**SELECTED TEXT**:
Learn about current February and March  seasonal tips for gardening zones in the U.S.

New England/Maritime Canada Gardening

Winter for the Northern gardener is a time to read the catalogs and plan next spring's garden. Fruit trees can be pruned from January at least until March. If you are going to graft, cut scion wood now and wrap it in four or five layers of plastic to store in the refrigerator. (The plastic protects the wood from any ethylene gases emitted by fruit in your refrigerator) Start early seedlings of leeks, onions and celery; even peppers can be started in late February. Wait until March for most other veggies. Check the root cellar and pantry for spoilage in onions, apples and squash. If there is a small problem, make soup. If the problem is worse, consider freezing food before it all rots.

Mid-Atlantic Gardening

Improve your germination rates by starting seeds in an incubator. You can create a toasty, well-ventilated spot using an old refrigerator, a shielded lightbulb and a small fan powered through a thermostat set at 86 degrees. Use the incubator to presprout radish, spinach, pea, carrot and beet seeds on moist paper towels — then plant them outside under row cover as soon as they send out their first little roots. Start seed for transplants of bulb onions, eggplant, broccoli, cabbage, cauliflower, lettuce, and some early tomatoes and peppers. Plant cool-weather greens in a cold frame for a jump on the season. Try some globe arti chokes in a cold frame, too — if exposed to temperatures between 35 degrees and 42 degrees while they are young, they often produce the same year. Plant potatoes around St. Patrick's Day for high, early yields.

Southern Interior Gardening

February and March are transition months for Southern gardeners. By now you've already planned out (or at least thought about) your garden for the upcoming season. In February, start warm-season crops (tomatoes, cucumbers, peppers, eggplants, etc.) indoors to have healthy transplants ready to plant after winter's last frost. Till soil four to six weeks before transplanting. This also is a great time to get your soil tested and add any nutrients it might need. Other activities for these months include pruning — especially roses (See "Pruning Made Easy," page 78 in this issue).

**DIRECTIVE A**:
For each statement about the gardening tips above, answer yes or no according to whether it agrees with the text, and quote the deciding words: (i) Fruit trees can be pruned from January at least until March. (ii) The Mid-Atlantic incubator uses a thermostat set at 76 degrees. (iii) Southern gardeners should till soil two weeks before transplanting.

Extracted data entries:
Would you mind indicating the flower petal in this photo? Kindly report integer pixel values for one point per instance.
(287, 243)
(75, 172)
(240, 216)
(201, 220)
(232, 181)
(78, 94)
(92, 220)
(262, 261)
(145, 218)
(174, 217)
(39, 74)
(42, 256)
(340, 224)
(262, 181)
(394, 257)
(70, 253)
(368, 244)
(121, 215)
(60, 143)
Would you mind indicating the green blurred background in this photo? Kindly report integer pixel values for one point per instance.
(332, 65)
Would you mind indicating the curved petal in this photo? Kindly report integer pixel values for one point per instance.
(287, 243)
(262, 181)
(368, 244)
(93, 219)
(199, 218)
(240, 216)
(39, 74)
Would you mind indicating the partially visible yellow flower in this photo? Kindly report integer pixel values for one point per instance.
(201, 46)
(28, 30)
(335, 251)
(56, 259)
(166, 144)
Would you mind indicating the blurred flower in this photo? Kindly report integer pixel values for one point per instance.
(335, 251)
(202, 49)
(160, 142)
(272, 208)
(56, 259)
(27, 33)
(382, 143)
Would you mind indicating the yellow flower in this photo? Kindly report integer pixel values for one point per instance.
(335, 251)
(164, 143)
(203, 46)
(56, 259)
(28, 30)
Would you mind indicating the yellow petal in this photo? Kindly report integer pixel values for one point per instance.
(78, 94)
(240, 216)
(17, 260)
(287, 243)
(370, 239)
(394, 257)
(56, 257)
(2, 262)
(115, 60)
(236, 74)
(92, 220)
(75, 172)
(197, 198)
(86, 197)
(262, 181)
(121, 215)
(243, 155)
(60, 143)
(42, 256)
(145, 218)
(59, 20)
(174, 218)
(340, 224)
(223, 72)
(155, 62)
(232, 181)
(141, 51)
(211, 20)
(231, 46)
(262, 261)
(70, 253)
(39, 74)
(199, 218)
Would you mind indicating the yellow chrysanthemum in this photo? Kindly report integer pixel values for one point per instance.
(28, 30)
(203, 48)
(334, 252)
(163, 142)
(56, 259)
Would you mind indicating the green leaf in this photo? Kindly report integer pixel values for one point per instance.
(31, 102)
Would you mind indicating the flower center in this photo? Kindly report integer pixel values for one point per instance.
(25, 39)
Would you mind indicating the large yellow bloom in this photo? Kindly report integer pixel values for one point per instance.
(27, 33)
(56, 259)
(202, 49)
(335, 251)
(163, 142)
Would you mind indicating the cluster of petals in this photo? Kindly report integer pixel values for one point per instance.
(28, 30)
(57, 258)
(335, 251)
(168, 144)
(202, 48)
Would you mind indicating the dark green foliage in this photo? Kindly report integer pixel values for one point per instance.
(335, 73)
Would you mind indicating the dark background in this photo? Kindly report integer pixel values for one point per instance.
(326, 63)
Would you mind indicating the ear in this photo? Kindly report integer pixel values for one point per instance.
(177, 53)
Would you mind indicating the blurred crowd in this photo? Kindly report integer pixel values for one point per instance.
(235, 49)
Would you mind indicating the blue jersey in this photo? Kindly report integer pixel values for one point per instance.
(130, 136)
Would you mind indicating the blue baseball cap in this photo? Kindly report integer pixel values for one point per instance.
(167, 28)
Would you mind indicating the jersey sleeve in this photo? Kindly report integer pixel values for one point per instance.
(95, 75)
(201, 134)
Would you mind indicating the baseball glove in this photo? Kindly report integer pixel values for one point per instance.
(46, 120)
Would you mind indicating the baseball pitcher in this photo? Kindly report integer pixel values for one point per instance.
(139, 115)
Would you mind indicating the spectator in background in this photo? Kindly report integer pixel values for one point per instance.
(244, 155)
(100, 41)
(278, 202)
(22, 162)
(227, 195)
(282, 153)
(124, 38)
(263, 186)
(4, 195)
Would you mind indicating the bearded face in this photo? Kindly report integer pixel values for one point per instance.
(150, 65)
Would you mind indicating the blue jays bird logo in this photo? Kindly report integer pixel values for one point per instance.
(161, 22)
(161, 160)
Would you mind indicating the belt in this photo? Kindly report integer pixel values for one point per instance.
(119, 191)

**DIRECTIVE B**:
Return every line of the entries above that contains the word "flower".

**FULL RESPONSE A**:
(i) Yes: "Fruit trees can be pruned from January at least until March."
(ii) No: "a small fan powered through a thermostat set at 86 degrees"
(iii) No: "Till soil four to six weeks before transplanting."

**FULL RESPONSE B**:
Would you mind indicating the flower petal in this photo? Kindly report integer pixel values for one point per instance.
Would you mind indicating the partially visible yellow flower in this photo? Kindly report integer pixel values for one point per instance.
Would you mind indicating the blurred flower in this photo? Kindly report integer pixel values for one point per instance.
Would you mind indicating the yellow flower in this photo? Kindly report integer pixel values for one point per instance.
Would you mind indicating the flower center in this photo? Kindly report integer pixel values for one point per instance.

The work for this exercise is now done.